Could you write out these records again, swapping "Please annotate" for "Please mark" throughout and keeping everything else the same?

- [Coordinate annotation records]
----------

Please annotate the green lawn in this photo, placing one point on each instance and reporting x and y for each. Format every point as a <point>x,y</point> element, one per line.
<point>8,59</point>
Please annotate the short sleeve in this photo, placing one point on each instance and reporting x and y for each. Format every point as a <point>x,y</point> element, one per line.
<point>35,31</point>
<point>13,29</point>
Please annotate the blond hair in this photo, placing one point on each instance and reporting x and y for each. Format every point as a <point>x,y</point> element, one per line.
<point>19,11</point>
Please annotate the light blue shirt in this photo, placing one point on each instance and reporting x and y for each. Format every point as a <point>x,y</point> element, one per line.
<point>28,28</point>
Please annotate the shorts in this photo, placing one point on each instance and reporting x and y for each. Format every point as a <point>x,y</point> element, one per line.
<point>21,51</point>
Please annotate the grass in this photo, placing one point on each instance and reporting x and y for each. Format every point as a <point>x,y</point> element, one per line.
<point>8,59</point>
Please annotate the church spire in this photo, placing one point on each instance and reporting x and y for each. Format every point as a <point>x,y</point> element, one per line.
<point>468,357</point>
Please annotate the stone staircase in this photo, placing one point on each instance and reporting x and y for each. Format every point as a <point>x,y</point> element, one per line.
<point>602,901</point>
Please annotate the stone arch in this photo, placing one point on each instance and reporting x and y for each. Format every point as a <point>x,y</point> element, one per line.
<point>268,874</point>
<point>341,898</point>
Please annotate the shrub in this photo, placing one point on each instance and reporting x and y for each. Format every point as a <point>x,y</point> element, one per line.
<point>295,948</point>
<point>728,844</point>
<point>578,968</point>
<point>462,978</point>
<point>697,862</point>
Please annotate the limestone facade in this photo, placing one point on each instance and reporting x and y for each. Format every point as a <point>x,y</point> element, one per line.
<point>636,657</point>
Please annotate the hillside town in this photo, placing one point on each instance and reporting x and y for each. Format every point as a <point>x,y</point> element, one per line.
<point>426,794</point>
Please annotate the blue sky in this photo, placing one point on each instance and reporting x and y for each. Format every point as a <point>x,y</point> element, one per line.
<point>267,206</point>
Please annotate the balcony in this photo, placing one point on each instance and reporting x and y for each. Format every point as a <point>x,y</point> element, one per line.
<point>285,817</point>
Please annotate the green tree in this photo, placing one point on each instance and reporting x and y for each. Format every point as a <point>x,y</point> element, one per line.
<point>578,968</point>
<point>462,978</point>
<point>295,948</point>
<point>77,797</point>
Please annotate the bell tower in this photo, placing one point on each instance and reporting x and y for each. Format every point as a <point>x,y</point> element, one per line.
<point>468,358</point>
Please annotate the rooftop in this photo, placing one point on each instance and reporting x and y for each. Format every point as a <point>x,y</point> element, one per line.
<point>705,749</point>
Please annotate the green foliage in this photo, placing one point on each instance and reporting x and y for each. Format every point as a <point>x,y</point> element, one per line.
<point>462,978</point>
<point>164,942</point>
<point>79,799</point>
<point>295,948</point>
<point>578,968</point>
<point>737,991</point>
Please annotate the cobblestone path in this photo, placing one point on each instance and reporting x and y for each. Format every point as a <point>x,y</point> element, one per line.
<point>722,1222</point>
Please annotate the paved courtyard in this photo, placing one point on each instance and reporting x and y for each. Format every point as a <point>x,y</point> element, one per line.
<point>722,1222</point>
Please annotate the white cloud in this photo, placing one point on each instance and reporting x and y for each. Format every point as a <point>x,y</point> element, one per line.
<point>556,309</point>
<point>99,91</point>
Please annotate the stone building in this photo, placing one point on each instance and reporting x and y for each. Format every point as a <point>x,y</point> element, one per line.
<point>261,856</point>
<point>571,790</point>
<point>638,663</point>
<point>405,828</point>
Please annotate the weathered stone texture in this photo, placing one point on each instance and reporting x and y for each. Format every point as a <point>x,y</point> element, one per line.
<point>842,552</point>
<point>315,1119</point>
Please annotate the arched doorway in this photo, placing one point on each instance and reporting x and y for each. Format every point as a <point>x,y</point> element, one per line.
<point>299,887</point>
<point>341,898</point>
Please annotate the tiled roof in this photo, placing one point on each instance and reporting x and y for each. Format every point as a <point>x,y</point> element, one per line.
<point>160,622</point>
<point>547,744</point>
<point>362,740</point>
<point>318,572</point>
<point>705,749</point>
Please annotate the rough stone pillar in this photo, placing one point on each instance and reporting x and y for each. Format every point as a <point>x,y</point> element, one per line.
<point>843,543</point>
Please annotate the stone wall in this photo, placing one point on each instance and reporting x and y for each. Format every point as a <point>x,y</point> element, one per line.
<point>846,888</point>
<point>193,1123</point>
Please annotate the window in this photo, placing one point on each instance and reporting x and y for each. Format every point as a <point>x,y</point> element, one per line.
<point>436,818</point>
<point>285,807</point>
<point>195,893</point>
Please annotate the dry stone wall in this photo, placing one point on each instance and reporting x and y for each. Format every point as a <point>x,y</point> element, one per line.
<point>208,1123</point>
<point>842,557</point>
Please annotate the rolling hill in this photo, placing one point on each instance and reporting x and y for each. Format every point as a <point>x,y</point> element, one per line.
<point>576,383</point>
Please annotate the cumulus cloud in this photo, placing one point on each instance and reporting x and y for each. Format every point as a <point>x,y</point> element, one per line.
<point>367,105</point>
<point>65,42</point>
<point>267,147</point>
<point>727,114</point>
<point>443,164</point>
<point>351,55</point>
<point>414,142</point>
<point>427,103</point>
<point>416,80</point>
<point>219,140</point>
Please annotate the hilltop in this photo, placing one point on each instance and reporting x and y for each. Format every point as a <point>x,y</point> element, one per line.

----------

- [Output for this exercise]
Please mark the green lawn in this photo, placing one point on each instance and reporting x and y for each. Format every point as a <point>x,y</point> element, one per line.
<point>8,59</point>
Please mark the short sleeve in this photo, placing one point on each instance and reporting x and y for each. Format every point as a <point>x,y</point> element, one per line.
<point>35,31</point>
<point>13,29</point>
Please mark the blond hair in this photo, placing one point on each instance and reporting x and y for each. Format every point as a <point>x,y</point> element, one per line.
<point>19,11</point>
Please mark the light blue shirt in this photo, placing one point on each instance and reporting x and y for each. Format every point as a <point>x,y</point> element, one per line.
<point>28,28</point>
Please mark the shorts in this photo, placing one point on each instance and reporting x and y for each. Format every point as a <point>x,y</point> element, one per line.
<point>21,51</point>
Please mark the grass in this photo, placing one point on each instance and reporting x and y for each. Format every point as a <point>x,y</point> element, one per line.
<point>8,59</point>
Please mark the church spire in this photo, placing one point on each instance and reporting x and y for each. Format every point as a <point>x,y</point> element, one per line.
<point>468,357</point>
Please mark the stone staircase in this photo, placing one point on each instance and reporting x and y for each. Format every point as a <point>x,y</point> element, one per line.
<point>602,901</point>
Please mark the stone arch in this photo, placing one point on each instance and reporting x and y for each. Format every point as a <point>x,y</point> element, one per line.
<point>268,874</point>
<point>341,898</point>
Please mark the shrub in this photo, placing one point on each instance and reporting x and y for each. Format every point as a <point>x,y</point> element, one per line.
<point>295,948</point>
<point>728,844</point>
<point>578,968</point>
<point>462,978</point>
<point>697,862</point>
Please mark the limestone facade in this photo, placing one point on each instance and reporting x and y for each. Format every point as a <point>x,y</point> element, one per line.
<point>636,657</point>
Please mark the hillside town in this photo, placing one point on each instance and reporting x and y for each. Format every point as a <point>x,y</point> element, one per line.
<point>426,794</point>
Please mark the blue sky in this photo, placing one point on each instance and reporting x and y for each. Format every point as a <point>x,y</point> element, one per line.
<point>267,206</point>
Please mark the balcony in this photo, placing one point on each instance and reporting x and y for each. Format every point as a <point>x,y</point> element, one per line.
<point>285,817</point>
Please mark the green tree in this photo, placing one point on each instance and reporting x and y for each. Format every point as a <point>x,y</point> element, one per line.
<point>578,968</point>
<point>462,978</point>
<point>295,948</point>
<point>77,797</point>
Please mark the bell tower in this photo, placing one point on each instance and reporting x and y for each. Format every point as a <point>x,y</point> element, one per line.
<point>468,358</point>
Please mark the rooftop in this photo, placing one point on each instance and reporting x and y for each. Format every point as a <point>x,y</point> element, one per line.
<point>705,749</point>
Please mark the green foliage in this photo, placing one point on each instance and reporting x and y for each. Format every point as a <point>x,y</point> element, one per line.
<point>462,978</point>
<point>164,942</point>
<point>79,799</point>
<point>295,948</point>
<point>578,968</point>
<point>737,991</point>
Please mark the cobblestone path in this photo, placing one point on each instance and reporting x and y for each. Format every point as a <point>x,y</point> element, one per line.
<point>722,1222</point>
Please mark the paved courtyard in this photo, placing one point on each instance and reporting x and y for each. Format every point as a <point>x,y</point> element, one per line.
<point>722,1222</point>
Please mark the white cloud in this photo, placing one point on each instance and reporting x and y for each. Format every point as a <point>x,y</point> element, one per line.
<point>556,309</point>
<point>99,91</point>
Please mark the stone building in this photo, placing one point on each instance and reporting x and y for each. Format every point as a <point>x,y</point> element, one per line.
<point>261,856</point>
<point>571,790</point>
<point>638,663</point>
<point>405,828</point>
Please mark the weathered stone texture in this photo, placing one point on each instance and reporting x and y for each. Format every point as a <point>x,y</point> element, one per line.
<point>842,552</point>
<point>315,1119</point>
Please mark the arched doorway in this photo, placing one point on each instance and reporting x and y for each. Format every point as a <point>x,y</point> element, one per line.
<point>299,887</point>
<point>341,898</point>
Please mark the tiled roof in this photo, placing one point on each instance and reporting x and y for each. Format every point as a <point>x,y</point> element, one per line.
<point>160,622</point>
<point>547,744</point>
<point>362,740</point>
<point>318,572</point>
<point>705,749</point>
Please mark the rough stone pillar in this photo, placing one point on each instance and reporting x and y for each. Format every point as a <point>x,y</point> element, one per line.
<point>843,543</point>
Please mark the stone wall in this photo, placing one point on each instance and reporting x and y for each. Format every point as a <point>x,y</point> element, one per line.
<point>846,888</point>
<point>193,1123</point>
Please mark the window in this photo, placing one point on each instance and reporting x and y for each. Format every point as a <point>x,y</point> element, one per line.
<point>436,818</point>
<point>285,807</point>
<point>195,893</point>
Please mark the dry stone wall in this photo, placing one point on each instance and reporting x and y for each. Format every point as a <point>x,y</point> element, one per line.
<point>208,1123</point>
<point>842,557</point>
Please mark the rolling hill in this photo, placing one point on each instance and reporting x and y for each. Format every point as a <point>x,y</point> element, one per line.
<point>576,383</point>
Please mark the cumulus cloud in this photo, placing one point on each instance and reporting x and y for each. Format every point as a <point>x,y</point> element, one per line.
<point>367,105</point>
<point>65,42</point>
<point>267,147</point>
<point>727,114</point>
<point>443,164</point>
<point>351,55</point>
<point>414,142</point>
<point>427,103</point>
<point>416,80</point>
<point>219,140</point>
Please mark the hilltop in this photo, placing one point on each instance and reporting x and y for each. Format every point as a <point>x,y</point> element, one per line.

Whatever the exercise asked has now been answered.